Objective:
Please copy every line of the records below word for word, leaving out the pictures.

Records to process:
★ ★ ★ ★
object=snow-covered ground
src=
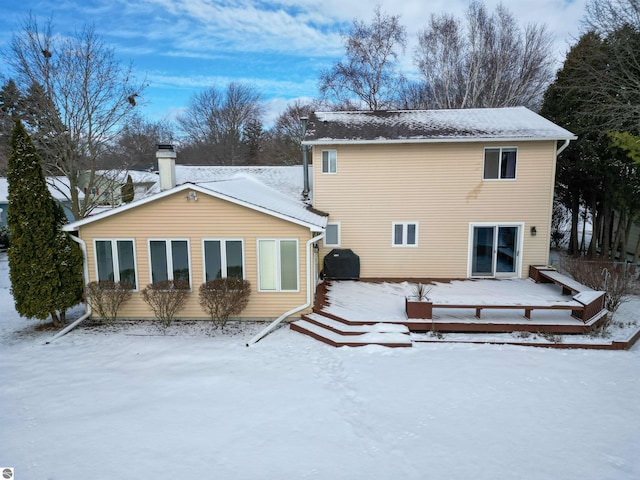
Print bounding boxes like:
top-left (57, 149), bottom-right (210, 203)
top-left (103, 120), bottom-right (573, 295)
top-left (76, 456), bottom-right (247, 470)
top-left (0, 254), bottom-right (640, 480)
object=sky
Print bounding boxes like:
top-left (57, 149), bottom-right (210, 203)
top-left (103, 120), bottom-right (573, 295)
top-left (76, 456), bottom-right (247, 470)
top-left (0, 0), bottom-right (587, 126)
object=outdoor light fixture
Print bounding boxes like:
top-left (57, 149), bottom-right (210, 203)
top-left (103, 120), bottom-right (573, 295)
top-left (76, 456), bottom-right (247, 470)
top-left (184, 190), bottom-right (198, 202)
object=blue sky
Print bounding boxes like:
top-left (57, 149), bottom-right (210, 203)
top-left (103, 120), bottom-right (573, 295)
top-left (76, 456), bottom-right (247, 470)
top-left (0, 0), bottom-right (586, 125)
★ ★ ★ ★
Response for this exercise:
object=snow-covered ground
src=
Print bounding boxes like:
top-left (57, 149), bottom-right (210, 203)
top-left (103, 120), bottom-right (573, 295)
top-left (76, 456), bottom-right (247, 470)
top-left (0, 254), bottom-right (640, 480)
object=sky
Print bounding boxes like:
top-left (57, 149), bottom-right (210, 203)
top-left (103, 120), bottom-right (573, 295)
top-left (76, 456), bottom-right (247, 470)
top-left (0, 0), bottom-right (587, 126)
object=outdoor light fixture
Print bounding boxes like:
top-left (57, 149), bottom-right (210, 203)
top-left (103, 120), bottom-right (573, 295)
top-left (76, 456), bottom-right (247, 470)
top-left (184, 190), bottom-right (198, 202)
object=blue sky
Print bounding boxes like:
top-left (57, 149), bottom-right (210, 203)
top-left (103, 120), bottom-right (573, 295)
top-left (76, 456), bottom-right (247, 470)
top-left (0, 0), bottom-right (586, 125)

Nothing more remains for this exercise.